(begin)

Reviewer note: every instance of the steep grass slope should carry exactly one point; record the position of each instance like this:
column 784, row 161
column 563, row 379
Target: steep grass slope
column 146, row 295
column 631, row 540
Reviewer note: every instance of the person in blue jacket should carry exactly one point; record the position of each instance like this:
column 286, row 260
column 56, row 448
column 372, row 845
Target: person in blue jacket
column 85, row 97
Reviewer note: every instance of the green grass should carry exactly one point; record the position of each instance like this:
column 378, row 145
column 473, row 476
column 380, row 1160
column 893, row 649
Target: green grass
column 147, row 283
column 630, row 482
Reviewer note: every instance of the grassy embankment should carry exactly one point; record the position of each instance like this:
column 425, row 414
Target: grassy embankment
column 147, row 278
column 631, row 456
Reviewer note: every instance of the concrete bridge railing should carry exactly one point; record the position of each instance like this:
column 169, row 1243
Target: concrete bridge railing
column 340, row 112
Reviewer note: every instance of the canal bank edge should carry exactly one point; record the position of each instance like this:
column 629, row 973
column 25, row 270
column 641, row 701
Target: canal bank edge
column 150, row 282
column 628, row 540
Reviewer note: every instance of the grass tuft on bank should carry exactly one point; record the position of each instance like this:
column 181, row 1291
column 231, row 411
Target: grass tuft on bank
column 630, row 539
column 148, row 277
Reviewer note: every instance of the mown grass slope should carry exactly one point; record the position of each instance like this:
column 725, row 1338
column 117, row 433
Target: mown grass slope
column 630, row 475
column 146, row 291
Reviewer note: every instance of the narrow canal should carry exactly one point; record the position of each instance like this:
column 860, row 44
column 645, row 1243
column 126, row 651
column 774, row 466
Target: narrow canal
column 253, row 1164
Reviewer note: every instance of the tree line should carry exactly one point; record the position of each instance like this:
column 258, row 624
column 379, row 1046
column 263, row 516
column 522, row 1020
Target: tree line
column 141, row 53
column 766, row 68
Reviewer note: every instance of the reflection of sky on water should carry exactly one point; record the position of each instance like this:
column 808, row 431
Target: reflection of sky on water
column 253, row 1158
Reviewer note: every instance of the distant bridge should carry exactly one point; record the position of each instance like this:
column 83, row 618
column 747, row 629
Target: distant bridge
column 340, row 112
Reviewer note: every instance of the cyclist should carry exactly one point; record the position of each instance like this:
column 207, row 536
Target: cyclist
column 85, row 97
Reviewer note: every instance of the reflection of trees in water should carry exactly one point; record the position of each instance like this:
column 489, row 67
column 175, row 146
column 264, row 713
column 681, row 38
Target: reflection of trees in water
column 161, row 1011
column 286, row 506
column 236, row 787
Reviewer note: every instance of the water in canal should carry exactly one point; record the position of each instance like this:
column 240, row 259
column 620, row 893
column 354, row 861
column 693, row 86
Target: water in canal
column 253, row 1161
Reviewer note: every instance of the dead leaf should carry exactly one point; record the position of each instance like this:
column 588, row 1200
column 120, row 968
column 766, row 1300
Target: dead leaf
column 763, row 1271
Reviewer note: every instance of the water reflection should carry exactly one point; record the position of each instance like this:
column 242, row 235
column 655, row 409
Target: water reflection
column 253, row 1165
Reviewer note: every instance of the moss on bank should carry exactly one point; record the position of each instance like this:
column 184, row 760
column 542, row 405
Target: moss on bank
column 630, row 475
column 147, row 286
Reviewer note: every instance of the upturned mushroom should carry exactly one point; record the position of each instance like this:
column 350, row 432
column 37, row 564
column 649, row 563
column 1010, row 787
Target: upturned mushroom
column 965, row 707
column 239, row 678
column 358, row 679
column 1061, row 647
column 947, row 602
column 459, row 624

(end)

Exercise prompt:
Every line above should be printed again exactly as it stands.

In response:
Reviewer note: every instance of the steep grass slope should carry exactly one point; record the position of each instance like this:
column 784, row 161
column 563, row 379
Target: steep grass slope
column 146, row 295
column 631, row 540
Reviewer note: every instance of the person in blue jacket should carry exactly one point; record the position of each instance like this:
column 286, row 260
column 56, row 448
column 372, row 845
Target: person in blue jacket
column 85, row 97
Reviewer note: every instance of the green grass should carry exactly one point; record the position of each instance like this:
column 378, row 145
column 473, row 476
column 380, row 1160
column 893, row 649
Target: green grass
column 147, row 283
column 630, row 482
Reviewer note: every instance of the grassy embankment should carry exactly one point; record the position of each instance like this:
column 425, row 414
Target: grassy embankment
column 147, row 278
column 631, row 456
Reviewer note: every instance of the concrete bridge railing should carry exactly one point; record the position of each instance like this:
column 169, row 1243
Target: concrete bridge railing
column 340, row 112
Reviewer note: every instance of the canal bank edge should carry exactly one point; record the position of each instance like this:
column 629, row 973
column 25, row 270
column 641, row 701
Target: canal bank edge
column 150, row 282
column 628, row 540
Reviewer note: every instance of the grass tuft on bank should carry exactly one point; record the position of each instance like this:
column 181, row 1291
column 231, row 411
Target: grass tuft on bank
column 630, row 539
column 148, row 277
Reviewer note: every instance of the mown grass slope should carry exactly one point; record the position of each instance like this:
column 725, row 1338
column 117, row 433
Target: mown grass slope
column 630, row 475
column 146, row 291
Reviewer note: every instance of the narrow canal should carry exactly one point; record the position of each instance like this:
column 860, row 44
column 645, row 1243
column 126, row 651
column 774, row 466
Target: narrow canal
column 253, row 1164
Reviewer note: every instance of the tree line should carry exactly one point; record the position of each instance like this:
column 258, row 624
column 379, row 1046
column 263, row 516
column 522, row 1020
Target: tree line
column 141, row 53
column 766, row 68
Reviewer note: every instance of the reflection of sky on water should carry exactly one point; record the position of each instance like this:
column 808, row 431
Target: reflection of sky on water
column 253, row 1158
Reviewer note: every instance of the distant bridge should carry exactly one point; record the position of each instance like this:
column 83, row 618
column 747, row 629
Target: distant bridge
column 340, row 112
Reviewer note: every instance of the cyclist should carry exactly one point; record the position of each instance like this:
column 207, row 536
Target: cyclist
column 85, row 97
Reviewer note: every instance of the reflection of trees in water should carry exactly one point; record the position of each instance like this:
column 489, row 67
column 175, row 146
column 264, row 713
column 681, row 38
Target: reflection of trees in water
column 161, row 1011
column 286, row 506
column 236, row 787
Reviewer note: every instance of the water in canal should carry exactly one point; record the position of each instance like this:
column 240, row 259
column 620, row 893
column 354, row 861
column 693, row 86
Target: water in canal
column 253, row 1161
Reviewer note: every instance of the dead leaf should carry exactly one point; record the position of each instance like this:
column 588, row 1200
column 120, row 968
column 766, row 1300
Target: dead leaf
column 763, row 1271
Reviewer note: every instance of the water reflection should carry exactly one point; record the position of each instance like this:
column 242, row 235
column 655, row 409
Target: water reflection
column 253, row 1165
Reviewer note: every instance of the moss on bank should carry exactly one point; record the position of each instance like this:
column 184, row 760
column 542, row 405
Target: moss on bank
column 630, row 475
column 147, row 286
Reviewer note: every instance of the upturned mushroom should carry exactly one point; record the position of each instance like this:
column 350, row 432
column 37, row 564
column 649, row 563
column 1010, row 787
Target: upturned mushroom
column 965, row 707
column 239, row 678
column 358, row 679
column 1061, row 647
column 947, row 602
column 459, row 624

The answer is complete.